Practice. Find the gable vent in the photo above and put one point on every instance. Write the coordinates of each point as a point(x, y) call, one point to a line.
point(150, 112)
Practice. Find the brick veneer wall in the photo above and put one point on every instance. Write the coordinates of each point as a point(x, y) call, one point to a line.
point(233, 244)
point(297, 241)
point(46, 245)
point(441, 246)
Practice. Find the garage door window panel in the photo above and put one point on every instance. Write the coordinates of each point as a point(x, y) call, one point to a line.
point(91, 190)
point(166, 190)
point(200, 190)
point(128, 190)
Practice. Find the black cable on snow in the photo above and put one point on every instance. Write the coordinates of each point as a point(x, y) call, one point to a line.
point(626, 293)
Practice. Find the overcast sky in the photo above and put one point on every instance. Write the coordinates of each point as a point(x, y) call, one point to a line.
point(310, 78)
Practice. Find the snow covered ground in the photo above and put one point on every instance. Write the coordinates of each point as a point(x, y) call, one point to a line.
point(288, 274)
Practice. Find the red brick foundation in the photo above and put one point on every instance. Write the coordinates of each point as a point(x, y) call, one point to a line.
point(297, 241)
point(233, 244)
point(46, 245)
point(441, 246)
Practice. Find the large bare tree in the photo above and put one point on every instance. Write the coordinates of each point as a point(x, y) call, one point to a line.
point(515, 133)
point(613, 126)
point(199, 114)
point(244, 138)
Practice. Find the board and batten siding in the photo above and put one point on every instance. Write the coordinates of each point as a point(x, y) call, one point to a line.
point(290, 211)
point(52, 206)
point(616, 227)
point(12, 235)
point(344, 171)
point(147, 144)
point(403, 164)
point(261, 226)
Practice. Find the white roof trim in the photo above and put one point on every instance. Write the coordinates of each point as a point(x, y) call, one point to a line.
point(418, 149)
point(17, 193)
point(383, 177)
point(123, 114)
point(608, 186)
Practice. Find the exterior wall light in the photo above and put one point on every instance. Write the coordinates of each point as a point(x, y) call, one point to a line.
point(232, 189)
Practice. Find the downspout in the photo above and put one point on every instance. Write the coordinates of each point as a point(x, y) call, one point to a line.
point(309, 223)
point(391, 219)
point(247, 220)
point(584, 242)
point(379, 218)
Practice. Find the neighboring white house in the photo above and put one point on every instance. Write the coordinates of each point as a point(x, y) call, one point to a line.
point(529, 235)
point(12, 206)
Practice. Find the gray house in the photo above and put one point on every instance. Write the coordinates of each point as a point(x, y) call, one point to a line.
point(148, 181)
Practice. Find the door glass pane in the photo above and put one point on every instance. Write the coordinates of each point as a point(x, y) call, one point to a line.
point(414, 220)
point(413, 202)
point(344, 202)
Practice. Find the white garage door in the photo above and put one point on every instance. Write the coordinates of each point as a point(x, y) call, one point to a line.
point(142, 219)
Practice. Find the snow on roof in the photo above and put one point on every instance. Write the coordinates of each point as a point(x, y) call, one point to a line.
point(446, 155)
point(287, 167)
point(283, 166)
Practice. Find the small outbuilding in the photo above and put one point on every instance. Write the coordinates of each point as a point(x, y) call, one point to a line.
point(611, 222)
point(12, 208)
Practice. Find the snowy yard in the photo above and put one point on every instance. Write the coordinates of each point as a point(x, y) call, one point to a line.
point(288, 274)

> **Task to complete**
Rewrite every line of the items above as a Markdown table with two columns, Row and Text, numbering each row and skipping blank lines.

> **Finished task**
| Row | Text |
|---|---|
| 1 | Practice. Find the gable vent in the photo above and put one point on every instance. Write the coordinates of each point as a point(x, y) call, one point to a line. |
| 2 | point(150, 112) |
| 3 | Practice. Find the brick veneer wall in the photo above and put one point on every instance. Write the coordinates of each point as a point(x, y) call, one point to a line. |
| 4 | point(233, 244) |
| 5 | point(297, 241) |
| 6 | point(46, 245) |
| 7 | point(441, 246) |
| 8 | Practice. Find the garage door window panel in the photo above and put one point on every instance. Write the coordinates of each point as a point(x, y) call, one point to a line. |
| 9 | point(91, 190) |
| 10 | point(166, 190) |
| 11 | point(200, 190) |
| 12 | point(128, 190) |
| 13 | Practice. Find the black cable on snow in the photo above and put one point on every instance. Write the coordinates of each point as a point(x, y) call, one point to a line. |
| 14 | point(626, 293) |
| 15 | Practice. Find the overcast sky in the photo above and put one point on every instance. Write the coordinates of each point as a point(x, y) call, one point to a line. |
| 16 | point(310, 78) |
| 17 | Practice. Find the snow covered ground in the photo above and put one point on every instance. Write the coordinates of each point as a point(x, y) call, one point to a line. |
| 18 | point(288, 274) |
| 19 | Practice. Find the red brick foundation in the photo above and put one point on every instance. Write the coordinates of each point as a point(x, y) call, one point to a line. |
| 20 | point(297, 241) |
| 21 | point(233, 244) |
| 22 | point(46, 245) |
| 23 | point(441, 246) |
| 24 | Practice. Find the large bare tree in the photo above and put one point on every instance. Write the coordinates of each point as a point(x, y) call, one point to a line. |
| 25 | point(515, 133) |
| 26 | point(613, 126) |
| 27 | point(199, 114) |
| 28 | point(244, 138) |
| 29 | Practice. Find the board and batten siding in the photo above and put one point on every instance. Write the coordinates of each point as a point(x, y) call, one point to a line. |
| 30 | point(290, 211) |
| 31 | point(52, 206) |
| 32 | point(616, 227) |
| 33 | point(12, 235) |
| 34 | point(344, 171) |
| 35 | point(147, 144) |
| 36 | point(403, 164) |
| 37 | point(261, 226) |
| 38 | Practice. Find the white roof trim in the photo above and put one point on every instance. Write the coordinates of each point as a point(x, y) call, one point to a line. |
| 39 | point(418, 149) |
| 40 | point(17, 193) |
| 41 | point(383, 177) |
| 42 | point(123, 114) |
| 43 | point(608, 186) |
| 44 | Practice. Find the exterior wall light in the photo above and put one point on every instance. Write the coordinates of each point as a point(x, y) call, one point to a line. |
| 45 | point(232, 189) |
| 46 | Practice. Find the downspout in the photo above and put one point on every instance. Write the coordinates of each point as a point(x, y) call, one point to a line. |
| 47 | point(309, 223) |
| 48 | point(391, 219) |
| 49 | point(247, 220) |
| 50 | point(584, 242) |
| 51 | point(379, 218) |
| 52 | Practice. Find the neighboring white house in the photo above and put one point on every instance. Write the coordinates of each point as a point(x, y) call, one point to a line. |
| 53 | point(529, 235) |
| 54 | point(12, 206) |
| 55 | Practice. Find the gray house in the photo above and put one point on every instance. Write the coordinates of each point as a point(x, y) call, one point to a line. |
| 56 | point(148, 181) |
| 57 | Practice. Find the door glass pane in the photo above and put one point on every instance. Write the coordinates of each point as a point(x, y) call, one point to a line. |
| 58 | point(414, 220) |
| 59 | point(413, 202) |
| 60 | point(344, 202) |
| 61 | Practice. Find the white garage door in the photo above and put one point on every instance. Write the coordinates of each point as a point(x, y) call, one point to a line. |
| 62 | point(142, 219) |
| 63 | Practice. Find the snow on roof in the photo above and put one point on every instance. Write the coordinates of each point as a point(x, y) call, one point to a line. |
| 64 | point(446, 155) |
| 65 | point(287, 167) |
| 66 | point(283, 166) |
| 67 | Practice. Find the small outbuilding in the photo above and put one point on every instance. Write the coordinates of each point as a point(x, y) call, one point to a line. |
| 68 | point(611, 222) |
| 69 | point(12, 208) |
| 70 | Practice. Find the snowy yard in the photo above and put one point on every instance. Write the coordinates of each point as a point(x, y) call, one point to a line. |
| 71 | point(288, 274) |